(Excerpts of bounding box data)

>> Start

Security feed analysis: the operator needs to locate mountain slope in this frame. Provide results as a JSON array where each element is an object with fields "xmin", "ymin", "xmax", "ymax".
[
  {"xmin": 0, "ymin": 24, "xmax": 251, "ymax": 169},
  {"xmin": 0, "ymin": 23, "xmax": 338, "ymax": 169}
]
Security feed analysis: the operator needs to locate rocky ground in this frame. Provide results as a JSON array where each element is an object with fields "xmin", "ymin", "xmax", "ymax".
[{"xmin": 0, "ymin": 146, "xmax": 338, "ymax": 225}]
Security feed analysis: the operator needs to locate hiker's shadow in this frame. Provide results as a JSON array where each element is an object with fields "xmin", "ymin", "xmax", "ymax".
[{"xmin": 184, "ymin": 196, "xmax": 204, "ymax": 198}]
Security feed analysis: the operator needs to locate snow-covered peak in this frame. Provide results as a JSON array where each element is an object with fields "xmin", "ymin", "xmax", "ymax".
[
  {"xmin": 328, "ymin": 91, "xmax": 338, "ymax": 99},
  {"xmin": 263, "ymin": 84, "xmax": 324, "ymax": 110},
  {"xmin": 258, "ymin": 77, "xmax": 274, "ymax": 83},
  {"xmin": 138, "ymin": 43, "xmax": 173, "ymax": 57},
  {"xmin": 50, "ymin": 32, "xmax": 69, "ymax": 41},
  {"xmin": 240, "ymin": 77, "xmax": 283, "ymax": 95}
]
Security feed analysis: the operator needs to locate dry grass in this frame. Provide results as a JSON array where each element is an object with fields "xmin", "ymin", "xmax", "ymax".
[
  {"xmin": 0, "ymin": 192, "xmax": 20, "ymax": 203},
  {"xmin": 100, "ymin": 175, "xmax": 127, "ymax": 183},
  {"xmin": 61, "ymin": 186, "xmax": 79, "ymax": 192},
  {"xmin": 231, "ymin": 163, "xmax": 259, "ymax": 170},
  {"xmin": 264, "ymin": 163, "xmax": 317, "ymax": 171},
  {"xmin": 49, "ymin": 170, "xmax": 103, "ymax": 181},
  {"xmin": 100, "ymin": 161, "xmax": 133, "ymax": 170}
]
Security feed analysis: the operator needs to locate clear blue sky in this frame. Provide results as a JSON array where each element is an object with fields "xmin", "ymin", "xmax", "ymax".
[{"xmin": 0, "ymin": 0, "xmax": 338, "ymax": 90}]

>> End

**WHAT THE TASK REQUIRES**
Repeat the line that contains "Security feed analysis: the operator needs to locate rocky", then every line after it until the records end, with nothing added.

**RESULT OF THIS EXERCISE**
Security feed analysis: the operator needs to locate rocky ground in this frame. Provide results as a JSON array where each element is an object with fields "xmin", "ymin", "xmax", "ymax".
[{"xmin": 0, "ymin": 146, "xmax": 338, "ymax": 225}]
Security feed analysis: the operator needs to locate hiker's shadow in this frame. Provide results as a JSON array where each element is an object with fields "xmin", "ymin", "xmax", "ymax".
[{"xmin": 184, "ymin": 196, "xmax": 204, "ymax": 198}]
Security feed analysis: the operator needs to locate snow-covered peak in this frame. Provide results as a JSON array where each element is an object with fields "xmin", "ymin", "xmax", "ymax".
[
  {"xmin": 328, "ymin": 91, "xmax": 338, "ymax": 99},
  {"xmin": 263, "ymin": 84, "xmax": 324, "ymax": 110},
  {"xmin": 258, "ymin": 77, "xmax": 274, "ymax": 83},
  {"xmin": 138, "ymin": 43, "xmax": 173, "ymax": 57},
  {"xmin": 50, "ymin": 32, "xmax": 69, "ymax": 41},
  {"xmin": 240, "ymin": 77, "xmax": 283, "ymax": 95}
]
Security feed analysis: the operator needs to locate dry grass in this frame. Provide results as a JSON array where each element is an object with fields "xmin", "ymin", "xmax", "ymax".
[
  {"xmin": 0, "ymin": 192, "xmax": 20, "ymax": 203},
  {"xmin": 100, "ymin": 175, "xmax": 127, "ymax": 183},
  {"xmin": 61, "ymin": 186, "xmax": 79, "ymax": 192},
  {"xmin": 231, "ymin": 163, "xmax": 259, "ymax": 170},
  {"xmin": 264, "ymin": 163, "xmax": 317, "ymax": 171},
  {"xmin": 49, "ymin": 170, "xmax": 103, "ymax": 181},
  {"xmin": 100, "ymin": 161, "xmax": 133, "ymax": 170}
]
Security feed analysis: the operator needs to locate clear blue sky in this frame. Provide results as a JSON array where each element is an object with fields "xmin", "ymin", "xmax", "ymax".
[{"xmin": 0, "ymin": 0, "xmax": 338, "ymax": 90}]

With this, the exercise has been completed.